= Written tasks =
**A.** Repeat word for word the part of the radical chemistry notes that opens with the words containing "64 treats cyclobutene" and closes with "are unusually large.".
**B.** Answer these questions from the radical chemistry notes:
(i) What is cyclobutene or bicyclobutane treated with to give cyclobutenyl radical?
(ii) From what compound is alkylCr(IV) made?
(iii) What is described as unusually large for the metal?

= Source document =
□ □ □ □ □ □ □

64 treats cyclobutene or bicyclobutane with t-butoxy radical to give cyclobutenyl radical. It has unusual properties due to the severe angle in the ring. 69 studies the HAT from allenes, finding that the allynyl hydrogen can be abstracted. 78 generates 7-norbornenyl radical and characterizes it. 128 studies the inversion of this radical (the two faces are different; one has olefin). 90 uses EPR to study hindered internal rotation for a beta-sulfur/silicon/germanium/Sn radical; there is a 3d-2p interaction that stabilizes the C.. The Metal group is in the same plane as the long side of the 2p(C) SOMO. 93 concludes that hindered rotatio is due to either hyperconjugation between the pi system and C-M bond, or p-d homoconjugation between pi and metal d orbitals. 111: hf splittings for the metal are unusually large.

97 makes alkylCr(IV) from Cr(OtBu)4 but they generally are not stable.

□ □ □ □ □ □ □

(Excerpts from a pointing dataset)

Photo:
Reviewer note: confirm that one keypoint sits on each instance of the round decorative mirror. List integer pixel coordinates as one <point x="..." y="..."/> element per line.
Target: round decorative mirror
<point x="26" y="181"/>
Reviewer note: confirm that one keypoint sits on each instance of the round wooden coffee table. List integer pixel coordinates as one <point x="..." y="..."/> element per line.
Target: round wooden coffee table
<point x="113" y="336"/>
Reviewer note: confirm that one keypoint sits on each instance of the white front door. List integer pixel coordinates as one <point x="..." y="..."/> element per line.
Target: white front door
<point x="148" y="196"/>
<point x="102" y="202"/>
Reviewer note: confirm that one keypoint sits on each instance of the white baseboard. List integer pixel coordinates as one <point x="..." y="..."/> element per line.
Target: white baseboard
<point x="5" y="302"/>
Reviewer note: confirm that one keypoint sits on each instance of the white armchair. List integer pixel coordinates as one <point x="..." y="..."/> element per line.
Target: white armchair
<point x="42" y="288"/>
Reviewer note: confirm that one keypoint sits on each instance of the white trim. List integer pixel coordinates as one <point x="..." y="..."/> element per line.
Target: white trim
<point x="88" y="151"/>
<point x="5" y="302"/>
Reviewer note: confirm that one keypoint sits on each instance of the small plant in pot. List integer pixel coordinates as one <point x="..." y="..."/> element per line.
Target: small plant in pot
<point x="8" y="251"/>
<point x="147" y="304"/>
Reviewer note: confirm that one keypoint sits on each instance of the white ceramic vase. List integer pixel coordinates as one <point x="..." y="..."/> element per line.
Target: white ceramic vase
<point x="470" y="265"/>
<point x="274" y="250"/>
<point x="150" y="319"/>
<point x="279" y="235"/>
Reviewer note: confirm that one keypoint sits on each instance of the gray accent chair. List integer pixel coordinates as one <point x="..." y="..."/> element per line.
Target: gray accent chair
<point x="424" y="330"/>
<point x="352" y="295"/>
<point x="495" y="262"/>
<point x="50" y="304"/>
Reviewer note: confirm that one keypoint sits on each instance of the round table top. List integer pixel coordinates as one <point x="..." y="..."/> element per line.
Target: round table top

□ □ □ □ □ □ □

= Final answers =
**A.**
64 treats cyclobutene or bicyclobutane with t-butoxy radical to give cyclobutenyl radical. It has unusual properties due to the severe angle in the ring. 69 studies the HAT from allenes, finding that the allynyl hydrogen can be abstracted. 78 generates 7-norbornenyl radical and characterizes it. 128 studies the inversion of this radical (the two faces are different; one has olefin). 90 uses EPR to study hindered internal rotation for a beta-sulfur/silicon/germanium/Sn radical; there is a 3d-2p interaction that stabilizes the C.. The Metal group is in the same plane as the long side of the 2p(C) SOMO. 93 concludes that hindered rotatio is due to either hyperconjugation between the pi system and C-M bond, or p-d homoconjugation between pi and metal d orbitals. 111: hf splittings for the metal are unusually large.

**B.**
(i) t-butoxy radical
(ii) Cr(OtBu)4
(iii) The hf splittings